Pull out each line below that contains the string "format" and copy it in full.

● Extracted records:
------------------------
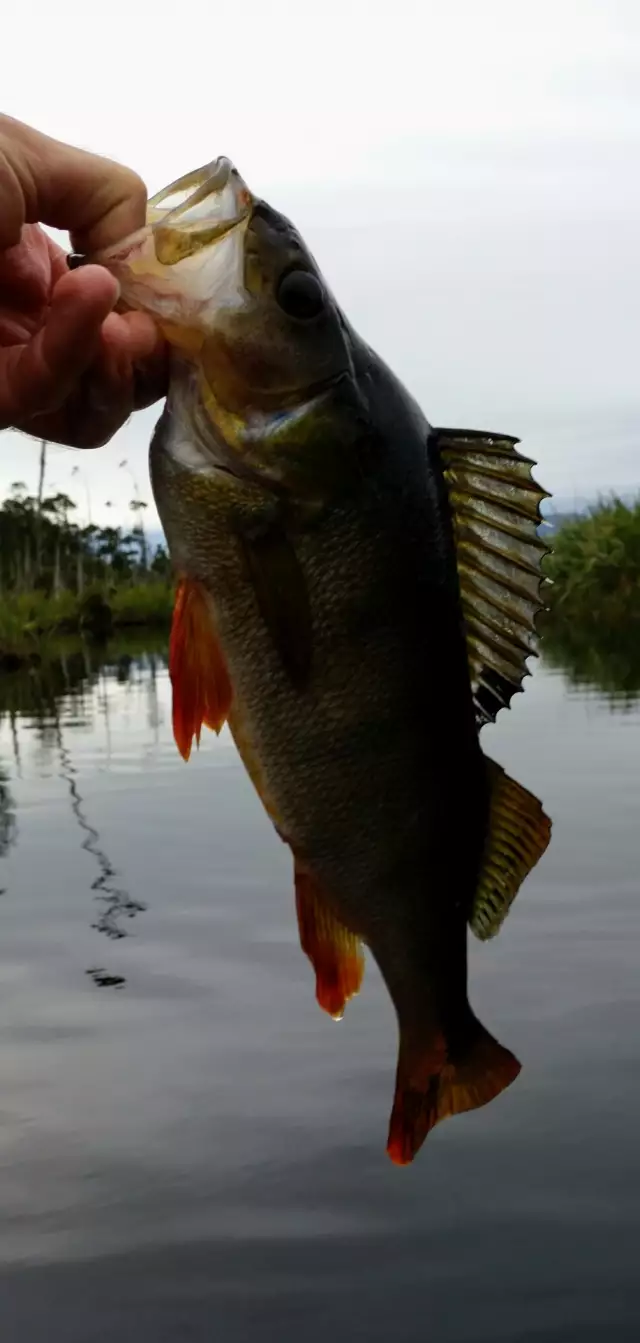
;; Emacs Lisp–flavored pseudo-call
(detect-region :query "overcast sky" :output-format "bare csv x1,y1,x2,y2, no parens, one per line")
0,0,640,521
------------------------
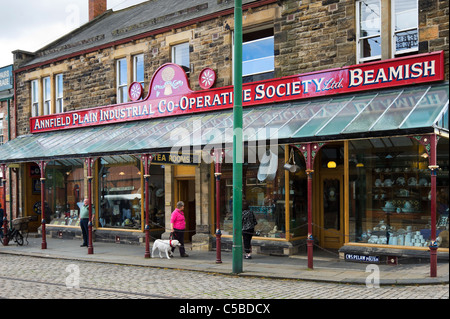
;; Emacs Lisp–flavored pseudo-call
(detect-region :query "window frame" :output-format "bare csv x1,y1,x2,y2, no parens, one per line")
------------------------
● The result:
(detect-region :query "overcast sky" :output-format "bare csv x1,y1,x2,y2, no parens, one per line")
(detect-region :query "window frame" :output-format "bare csv x1,y1,x2,y2, no parens, one per line")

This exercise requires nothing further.